Drinking up to five cups of coffee per day can cut the risk of developing the most common form of liver cancer in half, according to new research published this month in BMJ open.
Researchers from the University of Southampton and the University of Edinburgh examined data from 26 observational studies involving more than 2.25 million participants, finding that one cup more of caffeinated coffee per day was associated with a 20 percent reduction in the risk of developing hepatocellular cancer (HCC). Two cups or more resulted in a 35 percent risk decrease, and five cups resulted in a 50 percent risk decrease.
HCC, the most common form of liver cancer, is the second leading cause of cancer death globally because of its poor prognosis and high frequency, especially in China and Southeast Asia, the researchers noted. The study follows research last year by the same group that found that more coffee consumption reduces the incidence of alcohol-related cirrhosis of the liver.
“We have shown that coffee reduces cirrhosis and also liver cancer in a dose-dependent manner,” said University of Edinburgh Professor Peter Hayes. “Our research adds to the evidence that, in moderation, coffee can be a wonderful natural medicine.”

____________________

** To do **
**a.** From the coffee and liver cancer article, echo the passage from "Researchers from the" to "of the liver." word for word.
**b.** Proceed with the coffee and liver cancer article, picking up after its last sentence.

____________________

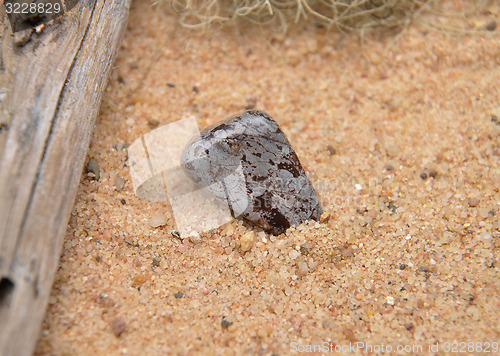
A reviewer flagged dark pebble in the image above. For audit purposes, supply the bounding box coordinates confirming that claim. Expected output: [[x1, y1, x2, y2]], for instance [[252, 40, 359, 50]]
[[326, 145, 337, 156], [111, 317, 127, 337], [220, 319, 233, 329], [99, 294, 115, 308], [87, 159, 101, 180], [148, 119, 160, 129], [485, 21, 497, 31]]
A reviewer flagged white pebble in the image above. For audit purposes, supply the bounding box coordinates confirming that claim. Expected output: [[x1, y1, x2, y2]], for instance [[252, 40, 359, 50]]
[[149, 214, 168, 227]]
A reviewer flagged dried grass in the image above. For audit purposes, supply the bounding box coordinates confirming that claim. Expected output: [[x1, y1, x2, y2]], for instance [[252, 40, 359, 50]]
[[158, 0, 491, 33]]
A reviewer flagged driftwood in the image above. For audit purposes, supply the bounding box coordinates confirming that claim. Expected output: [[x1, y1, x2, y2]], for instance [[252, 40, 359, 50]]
[[0, 0, 130, 356]]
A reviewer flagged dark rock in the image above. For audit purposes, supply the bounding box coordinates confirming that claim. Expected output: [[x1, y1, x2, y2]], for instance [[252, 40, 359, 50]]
[[181, 111, 322, 235]]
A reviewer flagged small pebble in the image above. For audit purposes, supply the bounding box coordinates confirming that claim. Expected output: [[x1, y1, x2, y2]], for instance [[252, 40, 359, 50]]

____________________

** Results **
**a.**
Researchers from the University of Southampton and the University of Edinburgh examined data from 26 observational studies involving more than 2.25 million participants, finding that one cup more of caffeinated coffee per day was associated with a 20 percent reduction in the risk of developing hepatocellular cancer (HCC). Two cups or more resulted in a 35 percent risk decrease, and five cups resulted in a 50 percent risk decrease.
HCC, the most common form of liver cancer, is the second leading cause of cancer death globally because of its poor prognosis and high frequency, especially in China and Southeast Asia, the researchers noted. The study follows research last year by the same group that found that more coffee consumption reduces the incidence of alcohol-related cirrhosis of the liver.

**b.**
The researchers said that there was also evidence that drinking decaf had a “beneficial, though less marked” effect. They also pointed to coffee’s proven anti-inflammatory qualities as a potential reason for why coffee is apparently good for the liver.
“The compound molecules found in coffee possess antioxidant, anti-inflammatory, anti-carcinogenic and other beneficial properties, which scientists believe may explain the lower rates of chronic liver disease and liver cancer experienced by coffee-drinkers,” they wrote, though they did not go so far as to say everyone should start drinking five cups of coffee per day.
“There needs to be more investigation into the potential harms of high coffee-caffeine intake, and there is evidence it should be avoided in certain groups such as pregnant women,” said lead author Oliver Kennedy of the University of Southampton. “Nevertheless, our findings are an important development given the increasing evidence of HCC globally and its poor prognosis.”
Nick Brown
Nick Brown is the editor of Daily Coffee News by Roast Magazine.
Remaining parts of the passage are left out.